* [What the task requires]: Reproduce the data below verbatim, with every line in its original order and nothing altered.

* [Input rows]:
>> BEGIN
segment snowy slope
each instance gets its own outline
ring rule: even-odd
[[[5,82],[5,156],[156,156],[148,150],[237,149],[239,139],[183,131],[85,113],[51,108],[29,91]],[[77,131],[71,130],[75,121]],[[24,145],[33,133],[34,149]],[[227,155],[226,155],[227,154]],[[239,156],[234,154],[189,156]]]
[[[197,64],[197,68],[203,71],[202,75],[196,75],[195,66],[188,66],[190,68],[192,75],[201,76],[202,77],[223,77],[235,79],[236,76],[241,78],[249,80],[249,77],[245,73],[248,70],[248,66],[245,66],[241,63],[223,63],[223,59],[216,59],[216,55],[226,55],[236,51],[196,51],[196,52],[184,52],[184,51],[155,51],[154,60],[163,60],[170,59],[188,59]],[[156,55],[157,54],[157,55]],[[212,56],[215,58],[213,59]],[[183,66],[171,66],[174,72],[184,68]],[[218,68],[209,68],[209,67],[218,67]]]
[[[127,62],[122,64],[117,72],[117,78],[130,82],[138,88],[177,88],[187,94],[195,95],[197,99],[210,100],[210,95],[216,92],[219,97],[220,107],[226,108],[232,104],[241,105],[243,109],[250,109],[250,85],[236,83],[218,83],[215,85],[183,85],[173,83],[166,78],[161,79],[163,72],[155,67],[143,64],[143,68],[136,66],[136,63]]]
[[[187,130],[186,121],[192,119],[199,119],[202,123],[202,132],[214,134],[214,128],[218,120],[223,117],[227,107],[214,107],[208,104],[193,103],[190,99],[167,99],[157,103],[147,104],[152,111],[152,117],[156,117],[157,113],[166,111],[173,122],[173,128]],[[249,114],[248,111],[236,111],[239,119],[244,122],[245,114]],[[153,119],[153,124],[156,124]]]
>> END
* [Task response]:
segment snowy slope
each instance gets its own outline
ring rule: even-odd
[[[5,82],[5,156],[156,156],[148,150],[237,149],[239,139],[183,131],[85,113],[51,108],[29,91]],[[77,131],[71,130],[75,121]],[[24,145],[33,133],[34,149]],[[227,155],[226,155],[227,154]],[[239,156],[234,154],[189,156]]]
[[[197,64],[197,68],[203,71],[202,75],[196,75],[195,66],[188,66],[190,68],[192,75],[201,76],[202,77],[223,77],[235,79],[236,76],[241,78],[249,80],[249,77],[245,73],[248,70],[248,66],[245,66],[241,63],[223,63],[223,59],[216,59],[216,55],[226,55],[236,51],[196,51],[196,52],[184,52],[184,51],[155,51],[154,60],[163,60],[170,59],[188,59]],[[156,55],[157,54],[157,55]],[[212,56],[215,58],[213,59]],[[183,66],[171,66],[174,72],[184,68]],[[218,68],[209,68],[209,67],[218,67]]]
[[[127,62],[122,64],[117,72],[117,78],[130,82],[138,88],[177,88],[187,94],[195,95],[197,99],[210,100],[210,95],[216,92],[219,97],[220,107],[226,108],[232,104],[241,105],[243,109],[250,109],[250,85],[236,83],[218,83],[215,85],[183,85],[173,83],[166,78],[161,79],[163,72],[155,67],[143,64],[143,68],[136,66],[136,63]]]
[[[187,130],[186,121],[192,119],[199,119],[202,123],[202,132],[214,134],[214,128],[218,120],[223,117],[227,107],[214,107],[208,104],[193,103],[190,99],[167,99],[157,103],[147,104],[152,111],[152,117],[156,117],[157,113],[166,111],[173,122],[173,128]],[[249,114],[248,111],[236,111],[239,119],[244,122],[245,114]],[[153,119],[153,124],[156,124]]]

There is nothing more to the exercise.